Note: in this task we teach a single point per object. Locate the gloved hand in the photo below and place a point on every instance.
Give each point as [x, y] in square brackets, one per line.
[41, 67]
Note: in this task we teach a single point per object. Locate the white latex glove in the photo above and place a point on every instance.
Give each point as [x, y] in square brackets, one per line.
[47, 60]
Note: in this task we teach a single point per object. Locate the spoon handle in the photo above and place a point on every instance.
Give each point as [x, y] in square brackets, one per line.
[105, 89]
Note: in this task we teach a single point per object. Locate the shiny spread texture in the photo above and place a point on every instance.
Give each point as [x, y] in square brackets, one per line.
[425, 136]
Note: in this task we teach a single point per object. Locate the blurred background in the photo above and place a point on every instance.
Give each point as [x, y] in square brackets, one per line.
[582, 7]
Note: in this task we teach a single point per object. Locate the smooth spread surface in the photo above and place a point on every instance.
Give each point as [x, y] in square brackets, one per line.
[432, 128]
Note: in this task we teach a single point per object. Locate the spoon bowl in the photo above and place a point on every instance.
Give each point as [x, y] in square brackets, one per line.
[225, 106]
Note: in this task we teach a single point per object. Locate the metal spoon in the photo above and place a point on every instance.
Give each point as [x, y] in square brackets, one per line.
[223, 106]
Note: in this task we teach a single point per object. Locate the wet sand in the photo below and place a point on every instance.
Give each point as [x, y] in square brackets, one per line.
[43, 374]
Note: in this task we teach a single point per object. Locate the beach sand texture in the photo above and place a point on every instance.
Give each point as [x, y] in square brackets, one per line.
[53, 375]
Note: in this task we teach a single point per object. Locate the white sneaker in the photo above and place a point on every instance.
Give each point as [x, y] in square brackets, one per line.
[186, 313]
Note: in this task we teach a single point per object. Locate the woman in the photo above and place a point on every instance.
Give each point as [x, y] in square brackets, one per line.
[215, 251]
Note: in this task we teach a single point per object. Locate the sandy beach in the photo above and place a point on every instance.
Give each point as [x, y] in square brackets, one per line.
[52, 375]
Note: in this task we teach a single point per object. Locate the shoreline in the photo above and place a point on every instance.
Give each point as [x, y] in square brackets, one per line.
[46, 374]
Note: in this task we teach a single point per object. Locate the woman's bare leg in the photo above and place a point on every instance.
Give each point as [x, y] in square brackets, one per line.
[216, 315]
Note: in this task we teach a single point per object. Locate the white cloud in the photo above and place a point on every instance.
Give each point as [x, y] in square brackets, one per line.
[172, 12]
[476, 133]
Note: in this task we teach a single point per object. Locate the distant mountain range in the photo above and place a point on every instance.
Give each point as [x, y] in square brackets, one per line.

━━━━━━━━━━━━━━━━

> **INSTRUCTIONS TO FOLLOW**
Copy the listing above again, starting at the line that contains "the white cloud" and ending at its final line, and include every request line. Raise each coordinate in the answers by 76.

> **WRITTEN RESPONSE**
Note: in this task we teach a single point per object. Locate the white cloud in the photo above and place a point on every instance.
Give each point as [x, y] in square brackets, one per line.
[248, 88]
[552, 209]
Note: in this task we teach a single point per object. Locate the distant mountain range in the photo above and place a point on every instance.
Give each point as [x, y] in square brackets, one per line.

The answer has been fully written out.